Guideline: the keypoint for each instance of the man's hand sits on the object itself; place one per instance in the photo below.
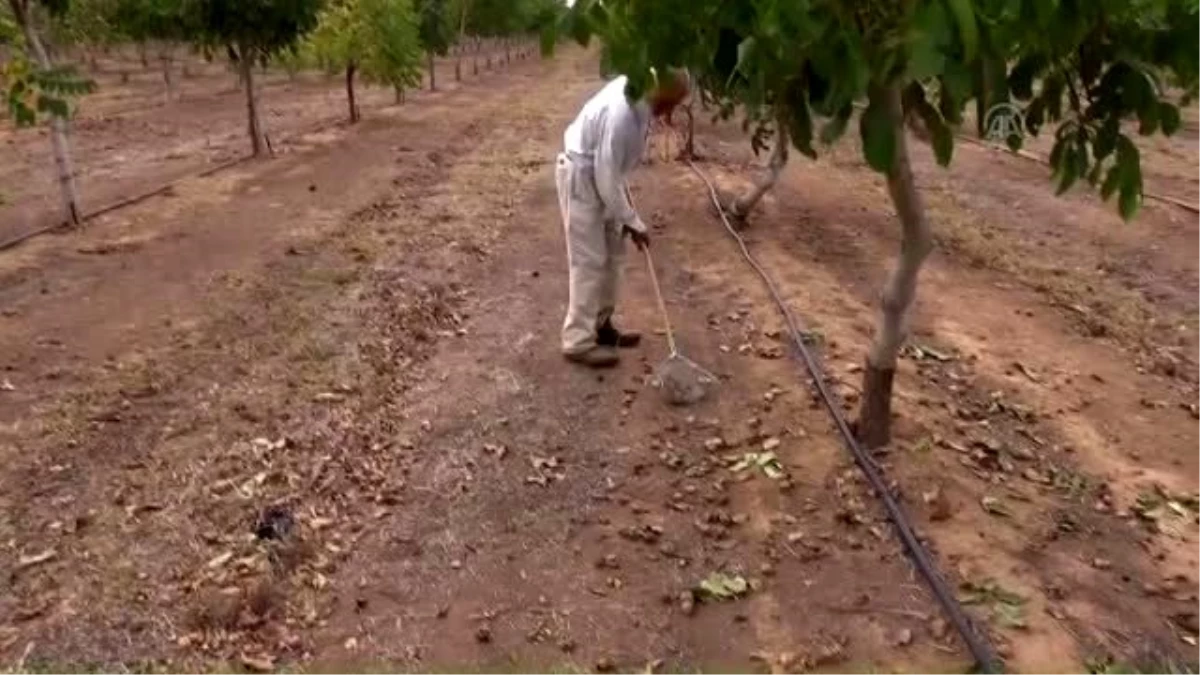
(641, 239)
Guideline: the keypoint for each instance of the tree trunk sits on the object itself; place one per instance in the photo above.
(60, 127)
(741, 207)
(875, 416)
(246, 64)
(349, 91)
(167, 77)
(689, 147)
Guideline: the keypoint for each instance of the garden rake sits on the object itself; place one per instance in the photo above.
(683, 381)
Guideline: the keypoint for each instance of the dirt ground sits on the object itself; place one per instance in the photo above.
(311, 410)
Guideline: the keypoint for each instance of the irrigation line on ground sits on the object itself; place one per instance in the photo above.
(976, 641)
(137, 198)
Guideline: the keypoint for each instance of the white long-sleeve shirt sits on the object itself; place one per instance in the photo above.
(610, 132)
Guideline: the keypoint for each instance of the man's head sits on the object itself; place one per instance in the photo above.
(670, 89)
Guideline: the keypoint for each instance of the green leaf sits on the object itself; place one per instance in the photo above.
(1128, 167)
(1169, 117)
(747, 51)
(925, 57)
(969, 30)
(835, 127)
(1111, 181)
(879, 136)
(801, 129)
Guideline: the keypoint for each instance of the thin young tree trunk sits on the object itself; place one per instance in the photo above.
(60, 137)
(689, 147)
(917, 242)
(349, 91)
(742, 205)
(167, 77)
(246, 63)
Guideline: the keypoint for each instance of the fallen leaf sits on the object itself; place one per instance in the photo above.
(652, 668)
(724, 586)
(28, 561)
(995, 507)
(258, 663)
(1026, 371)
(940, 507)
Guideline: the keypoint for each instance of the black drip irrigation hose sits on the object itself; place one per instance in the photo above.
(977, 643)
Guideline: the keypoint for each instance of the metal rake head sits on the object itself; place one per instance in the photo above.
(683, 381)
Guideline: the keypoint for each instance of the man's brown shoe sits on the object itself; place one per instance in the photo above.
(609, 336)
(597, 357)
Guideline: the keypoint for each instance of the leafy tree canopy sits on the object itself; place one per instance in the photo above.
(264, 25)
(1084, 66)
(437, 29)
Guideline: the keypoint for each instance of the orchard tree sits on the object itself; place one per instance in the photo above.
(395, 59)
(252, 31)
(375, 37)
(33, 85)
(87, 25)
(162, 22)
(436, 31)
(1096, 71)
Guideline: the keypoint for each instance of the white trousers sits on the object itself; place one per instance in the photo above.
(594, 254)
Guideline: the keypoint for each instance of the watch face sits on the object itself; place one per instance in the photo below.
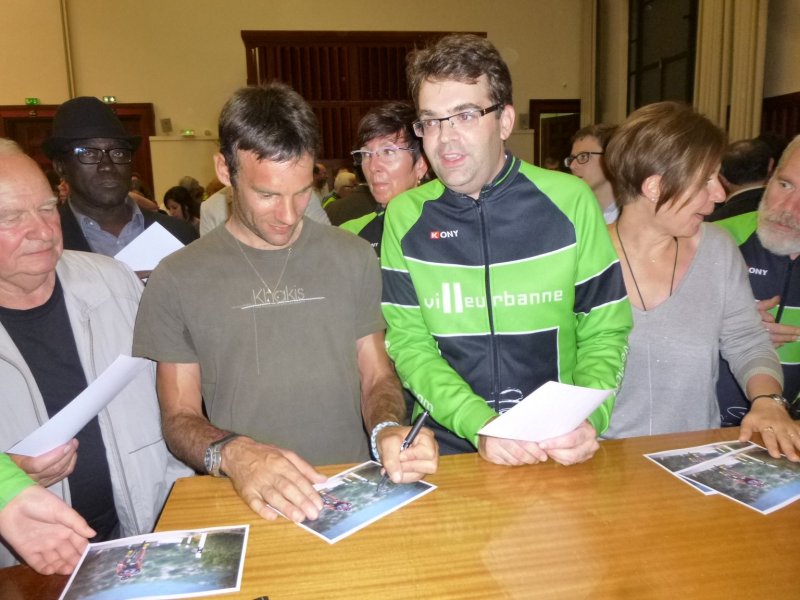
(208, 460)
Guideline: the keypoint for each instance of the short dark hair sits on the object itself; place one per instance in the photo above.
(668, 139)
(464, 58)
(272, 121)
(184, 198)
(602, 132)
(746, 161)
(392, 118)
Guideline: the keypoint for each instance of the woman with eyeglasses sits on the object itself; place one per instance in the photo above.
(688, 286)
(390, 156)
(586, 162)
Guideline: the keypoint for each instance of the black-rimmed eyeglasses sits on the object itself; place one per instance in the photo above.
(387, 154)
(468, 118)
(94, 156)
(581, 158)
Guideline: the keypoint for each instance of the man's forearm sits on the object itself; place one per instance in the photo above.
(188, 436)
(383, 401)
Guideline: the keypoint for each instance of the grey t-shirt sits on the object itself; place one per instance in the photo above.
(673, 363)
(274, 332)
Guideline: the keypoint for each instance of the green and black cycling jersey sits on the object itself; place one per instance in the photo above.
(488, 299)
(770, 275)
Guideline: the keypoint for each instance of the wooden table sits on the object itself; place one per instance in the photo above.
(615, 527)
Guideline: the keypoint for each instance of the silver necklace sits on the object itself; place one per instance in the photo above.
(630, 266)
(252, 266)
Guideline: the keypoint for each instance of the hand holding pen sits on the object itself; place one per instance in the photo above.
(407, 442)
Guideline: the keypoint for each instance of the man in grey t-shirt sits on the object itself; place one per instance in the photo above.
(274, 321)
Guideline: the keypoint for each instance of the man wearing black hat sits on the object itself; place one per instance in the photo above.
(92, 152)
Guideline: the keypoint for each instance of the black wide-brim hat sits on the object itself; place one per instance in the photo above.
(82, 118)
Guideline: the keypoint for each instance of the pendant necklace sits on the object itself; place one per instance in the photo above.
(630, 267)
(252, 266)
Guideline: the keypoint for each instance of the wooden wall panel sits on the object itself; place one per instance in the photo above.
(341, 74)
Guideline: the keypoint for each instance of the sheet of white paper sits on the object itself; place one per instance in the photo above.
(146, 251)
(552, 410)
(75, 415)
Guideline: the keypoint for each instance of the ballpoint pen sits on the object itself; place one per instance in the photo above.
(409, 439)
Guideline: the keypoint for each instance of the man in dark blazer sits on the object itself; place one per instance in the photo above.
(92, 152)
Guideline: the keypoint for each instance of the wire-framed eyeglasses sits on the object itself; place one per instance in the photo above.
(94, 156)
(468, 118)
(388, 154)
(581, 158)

--- --- ---

#### WRITTEN EXERCISE
Shift the entries from the line with "Guideline: the keypoint for each instance of the man in grey" through the end of the entries by writing out every line again, guideline lines included. Add -93 to each number in the answer coordinates.

#### FULL RESPONSE
Guideline: the keypoint for each instance of the man in grey t-shirt sits on the object itself; place one per instance in the photo above.
(181, 228)
Guideline: the keypoint for each instance of the man wearing black hat sits on the object itself; place one per instance in the photo above.
(-1, 59)
Guideline: the keypoint for each instance of the black wide-brim hat sits on the object itself; place one per instance in the photo above.
(-11, 25)
Guideline: the keypoint for each instance of the pendant necklace sits on the object itself; place one per instance in the photo above.
(537, 174)
(159, 173)
Guideline: the keypoint for each instance of the wooden wall panel sits on the object itself; place one per instance in the photo above.
(248, -19)
Guideline: the keypoint for each instance of the sheet of white paper sits on the object itself; place one per instance in the photo above.
(53, 158)
(459, 317)
(-18, 322)
Guideline: the keypoint for each instance of the ballpoint pen sits on the object itself; place one per instance in the photo above.
(316, 346)
Guideline: the keypoint for each instance of the man in dark blazer sits on the object itself; place one per instance in the photo above.
(-1, 59)
Guideline: the keypoint for each instance of the wire-framed eyeglasses sits on the object itself; place one per instance in the photo above.
(1, 63)
(375, 25)
(295, 61)
(488, 65)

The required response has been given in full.